→ **DESCRIPTION OF THE TASK**:
Copy every one of the items below line for line, with no changes.

------------------------------

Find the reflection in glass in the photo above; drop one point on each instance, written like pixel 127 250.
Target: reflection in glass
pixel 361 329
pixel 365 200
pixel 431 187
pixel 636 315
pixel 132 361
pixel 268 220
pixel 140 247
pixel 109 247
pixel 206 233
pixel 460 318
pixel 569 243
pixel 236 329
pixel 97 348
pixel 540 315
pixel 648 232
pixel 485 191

------------------------------

→ **RIGHT ANSWER**:
Find the reflection in glass in the photo above; drop one point on each instance, written like pixel 127 250.
Target: reflection in glass
pixel 361 329
pixel 365 200
pixel 431 187
pixel 636 315
pixel 132 361
pixel 268 220
pixel 140 247
pixel 109 247
pixel 206 233
pixel 460 318
pixel 569 243
pixel 236 329
pixel 97 348
pixel 540 315
pixel 648 232
pixel 485 191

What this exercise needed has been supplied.